→ Tugas yang Dikerjakan
(a) Tuliskan nama keempat pemenang FWIS Tahun 2023 yang disebut dalam berita tentang program L’Oréal-UNESCO For Women in Science.
(b) Teruskan berita tentang pemenang FWIS 2023 dari titik terakhirnya.

→ Bagian Dokumen
Keempatnya, yakni Karlia Meitha (dosen dari Institut Teknologi Bandung), Widiastuti Setyaningsih (dosen dari Universitas Gadjah Mada), Fitri Aulia Permatasari (dosen dari Institut Teknologi Bandung), dan Pietradewi Hartrianti (dosen dari Indonesia International Institute for Life Sciences).
“Selamat atas para pemenang FWIS Tahun 2023, kiranya hasil penelitian yang telah diusulkan dapat menjadi fondasi masa depan dunia sains yang lebih cerah, lebih berkelanjutan serta memberikan manfaat yang nyata di masyarakat Indonesia maupun global,” ucap Ketua Harian Komisi Nasional Indonesia untuk UNESCO (KNIU), Kementerian Pendidikan, Kebudayaan, Riset, dan Teknologi (Kemendikbudristek), Itje Chodidjah dikutip dari laman kemdikbud.go.id, Jumat, 1 Desember 2023.
Sejak 2004, L’Oréal-UNESCO For Women in Science, yang merupakan kerja sama L’Oréal Indonesia dan KNIU serta Kemendikbudristek, telah memberikan dukungan pendanaan kepada 71 ilmuwan perempuan di Indonesia. Itje mengatakan KNIU mendorong konsistensi keberlanjutan program L’Oréal-UNESCO FWIS.
"Karena lewat program tersebut telah menjadi ruang khusus untuk perempuan peneliti dapat terus berinovasi demi kemajuan dunia sains, baik dari penelitian life sciences, dan non-life sciences,” tegas Itje.
KNIU juga mendukung kolaborasi antara ilmuwan perempuan dengan universitas, lembaga riset, sektor swasta, dan lembaga lainnya. Tahun ini, keempat peneliti itu masing-masing berhasil memenangkan pendanaan riset senilai Rp100 juta.
Keempat pemenang tersebut mengusung penelitian dengan memanfaatkan potensi biodiversitas yang menghadirkan berbagai terobosan inovatif di bidang ketahanan pangan dan kesehatan yang berkelanjutan.

→ Bahan Sumber
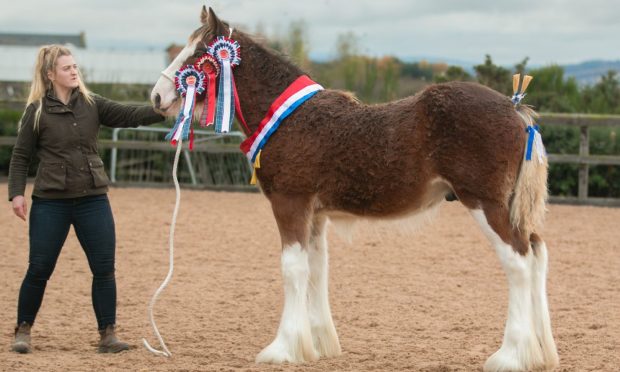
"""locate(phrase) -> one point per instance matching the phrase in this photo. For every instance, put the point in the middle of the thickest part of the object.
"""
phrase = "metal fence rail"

→ Jawaban
(a)
Karlia Meitha
Widiastuti Setyaningsih
Fitri Aulia Permatasari
Pietradewi Hartrianti

(b)
President Director L’Oréal Indonesia, Junaid Murtaza, menyampaikan apresiasi atas kolaborasi dari semua pemangku kepentingan atas kesuksesan program FWIS di Indonesia. Dia bersyukur atas kemitraan dengan KNIU dan Kemendikbudristek.
"Lebih dari sebatas kemitraan, dengan sinergi ini kami berkomitmen untuk terus berperan aktif dalam mendorong kenaikan jumlah maupun kapabilitas peneliti perempuan, memajukan dunia sains di Indonesia, dan menjadi katalis lahirnya berbagai inovasi yang akan berguna untuk masyarakat,” urai Junaid.
Dia menuturkan kuantitas dan kompetensi peneliti perempuan terus menjadi perhatian. Sebab, pada 2021, berdasarkan data yang dihimpun the United Nations Educational, Scientific and Cultural Organization (UNESCO) mencatat hanya 33,3 persen dari peneliti di seluruh dunia adalah perempuan.
Di Indonesia, Badan Riset dan Inovasi Nasional (BRIN) mencatat pada 2023, terjadi peningkatan persentase peneliti perempuan yakni 45 persen.
Salah satu dewan juri FWIS 2023, Fenny Dwivany, mengatakan diperlukan kolaborasi kuat dan berkelanjutan untuk mengatasi rentang/gap presentase peneliti perempuan di Indonesia maupun di dunia. Dia menyebut Indonesia adalah negara yang memiliki mega biodiversitas terbesar di dunia.
"Jika tidak ada dukungan dalam hal regulasi ataupun pendanaan yang terstruktur dan berkelanjutan dari pemerintah, peran peneliti perempuan di masyarakat tidak maksimal,” jujar penerima apresiasi FWIS Nasional Tahun 2007 itu.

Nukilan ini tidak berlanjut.